What is needed: With nothing added or left out, output the listing that follows.

Records provided:
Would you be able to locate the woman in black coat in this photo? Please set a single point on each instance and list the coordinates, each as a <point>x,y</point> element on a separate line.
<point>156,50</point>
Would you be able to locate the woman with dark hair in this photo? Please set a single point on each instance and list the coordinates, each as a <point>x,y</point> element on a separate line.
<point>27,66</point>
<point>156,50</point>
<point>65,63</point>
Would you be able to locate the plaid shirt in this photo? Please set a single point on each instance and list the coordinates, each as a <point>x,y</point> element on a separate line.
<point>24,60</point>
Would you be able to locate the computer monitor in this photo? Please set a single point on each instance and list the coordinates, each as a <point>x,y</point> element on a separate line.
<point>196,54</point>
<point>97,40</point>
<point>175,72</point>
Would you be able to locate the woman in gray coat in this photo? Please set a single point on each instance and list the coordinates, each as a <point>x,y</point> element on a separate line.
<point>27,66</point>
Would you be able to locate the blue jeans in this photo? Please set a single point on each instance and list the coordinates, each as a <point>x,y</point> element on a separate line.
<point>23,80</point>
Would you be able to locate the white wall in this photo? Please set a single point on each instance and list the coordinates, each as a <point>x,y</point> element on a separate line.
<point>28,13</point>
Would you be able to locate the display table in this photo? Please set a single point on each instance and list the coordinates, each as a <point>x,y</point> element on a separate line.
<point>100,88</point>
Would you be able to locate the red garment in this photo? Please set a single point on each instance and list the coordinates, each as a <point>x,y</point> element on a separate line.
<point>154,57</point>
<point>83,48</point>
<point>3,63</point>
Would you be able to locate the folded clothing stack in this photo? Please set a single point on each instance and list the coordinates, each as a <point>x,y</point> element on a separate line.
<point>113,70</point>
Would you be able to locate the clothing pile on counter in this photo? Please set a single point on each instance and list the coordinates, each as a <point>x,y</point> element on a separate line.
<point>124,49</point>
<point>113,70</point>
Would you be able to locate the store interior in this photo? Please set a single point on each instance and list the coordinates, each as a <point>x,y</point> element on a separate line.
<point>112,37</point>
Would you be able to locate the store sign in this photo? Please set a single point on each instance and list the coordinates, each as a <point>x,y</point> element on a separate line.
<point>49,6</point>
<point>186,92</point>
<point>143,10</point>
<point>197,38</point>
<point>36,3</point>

Result for this task:
Would you be able to locate the woman in black coat in this photo? Please set a single point on each instance and list the coordinates, each as a <point>x,y</point> element on a separate line.
<point>156,50</point>
Would you be able to locate the woman with dark hair in this photo? Please set a single point on each instance and list the coordinates, each as a <point>x,y</point> element on a separate line.
<point>27,66</point>
<point>156,50</point>
<point>65,63</point>
Would you be able to locate the plaid shirt in this photo? Please set a single point on each instance and list the coordinates, each as a <point>x,y</point> element on a separate line.
<point>24,60</point>
Would you be able to locate the computer monitor in this photo? Please set a single point on each instance and list the coordinates, each as a <point>x,y</point> element on a separate line.
<point>196,54</point>
<point>97,40</point>
<point>175,72</point>
Would you be able to locate the woman in gray coat in this photo? Please set a single point on each instance and list the coordinates, each as a <point>x,y</point> element on a separate line.
<point>27,66</point>
Would you be able to locate the blue jeans in this photo? Please set a single point on each instance and list the coordinates, each as a <point>x,y</point> element on a separate line.
<point>23,80</point>
Would you be able to locate the white wall in this photo? Please set a single point on each instance and list the coordinates, each as a <point>x,y</point> element on a separate line.
<point>28,13</point>
Would you be able to locate the display table in this photo? Please set a single point on each instance and list the coordinates, each as a <point>x,y</point> element on a separate line.
<point>100,88</point>
Would you be able to locate the red garment in this photo? Please set a single point on each instance and list the coordinates, each as a <point>x,y</point> element on a separate line.
<point>154,57</point>
<point>83,48</point>
<point>3,63</point>
Would you be able to locate the folded clothing stack in this photo? Please set a single point on each instance and list the coordinates, each as a <point>x,y</point> element on a separate line.
<point>113,70</point>
Would you be able to locate the clothing pile on counter in this photo? Please set a single point on each instance and list the coordinates, each as a <point>x,y</point> element on a separate line.
<point>124,49</point>
<point>113,70</point>
Would you be able to locate the store interior in this photo? Please set a single point on each instance and list the coordinates, each as a <point>x,y</point> element on a separate line.
<point>112,37</point>
Would you be able to locate the store sign in this photo? Please set a single point on each instance and list the coordinates, each as a <point>x,y</point> element on a separate line.
<point>49,6</point>
<point>186,92</point>
<point>143,10</point>
<point>197,38</point>
<point>36,3</point>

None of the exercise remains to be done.